Page extract:
Wednesday, October 31, 2007
St Laurence, Bradford-on-Avon, Wiltshire
While we’re on the subject of Anglo-Saxon buildings, here’s one more Saxon church, the remarkably well preserved St Laurence, Bradford-on-Avon. Its date is uncertain. Documentary sources refer to a church in Bradford as early as the 8th century, but St Laurence’s looks more like a 10th or 11th-century building, and the best guess is that it was built in 1001 to house the relics of Edward the Martyr, who had been killed at Corfe, Dorset, in 978. Edward’s remains were originally kept at Shaftesbury Abbey, but scholars think they were moved to Bradford in 1001, possibly because this was a site less vulnerable to Viking raids, possibly to remind those who venerated the Northumbrian martyr Oswald (whose shrine was also in the region, at Gloucester) or the Mercian Saint Kenelm (whose remains were at Winchcombe) that there was also a Wessex martyr who was worthy of veneration.
This little building was no longer a church in the 18th century. It became a workshop, and then was converted for use as a schoolroom and cottage. But it was ‘rediscovered’ by a Victorian clergyman and restored, and has survived its first millennium in very well. Its tall, narrow proportions, tiny windows, and narrow, round-headed doorways are all typical of Anglo-Saxon buildings. So is the way the walls are decorated with narrow strips of stone, called pilaster strips, forming a series of arch-shaped panels.

Provided data:
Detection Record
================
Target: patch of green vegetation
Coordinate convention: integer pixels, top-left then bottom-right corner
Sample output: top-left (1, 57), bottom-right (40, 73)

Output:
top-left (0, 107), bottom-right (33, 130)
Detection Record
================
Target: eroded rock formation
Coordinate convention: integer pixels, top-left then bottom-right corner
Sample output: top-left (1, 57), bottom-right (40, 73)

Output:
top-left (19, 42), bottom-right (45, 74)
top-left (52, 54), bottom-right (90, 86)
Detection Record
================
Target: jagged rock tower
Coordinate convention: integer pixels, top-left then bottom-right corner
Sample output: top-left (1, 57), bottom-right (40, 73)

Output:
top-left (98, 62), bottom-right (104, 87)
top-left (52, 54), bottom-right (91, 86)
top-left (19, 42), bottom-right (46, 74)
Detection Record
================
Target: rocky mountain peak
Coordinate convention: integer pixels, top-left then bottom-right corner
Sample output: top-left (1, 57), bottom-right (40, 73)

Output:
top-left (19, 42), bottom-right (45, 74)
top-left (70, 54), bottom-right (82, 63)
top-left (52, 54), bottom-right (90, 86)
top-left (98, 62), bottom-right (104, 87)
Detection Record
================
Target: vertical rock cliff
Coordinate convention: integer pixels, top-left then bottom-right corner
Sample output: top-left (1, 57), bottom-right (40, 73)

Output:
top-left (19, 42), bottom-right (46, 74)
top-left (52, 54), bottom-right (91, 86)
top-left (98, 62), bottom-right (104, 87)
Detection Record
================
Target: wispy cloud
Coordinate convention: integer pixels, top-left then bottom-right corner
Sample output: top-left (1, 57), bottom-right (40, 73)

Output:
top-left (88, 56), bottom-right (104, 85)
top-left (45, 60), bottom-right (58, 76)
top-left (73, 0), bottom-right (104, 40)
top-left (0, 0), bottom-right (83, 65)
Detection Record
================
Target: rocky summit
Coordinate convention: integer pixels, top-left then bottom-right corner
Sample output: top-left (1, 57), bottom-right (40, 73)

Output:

Task to complete: Copy out the part of the passage on St Laurence, Bradford-on-Avon that opens with "This little building" and closes with "of arch-shaped panels.", switching "workshop" to "storehouse".

Complete answer:
This little building was no longer a church in the 18th century. It became a storehouse, and then was converted for use as a schoolroom and cottage. But it was ‘rediscovered’ by a Victorian clergyman and restored, and has survived its first millennium in very well. Its tall, narrow proportions, tiny windows, and narrow, round-headed doorways are all typical of Anglo-Saxon buildings. So is the way the walls are decorated with narrow strips of stone, called pilaster strips, forming a series of arch-shaped panels.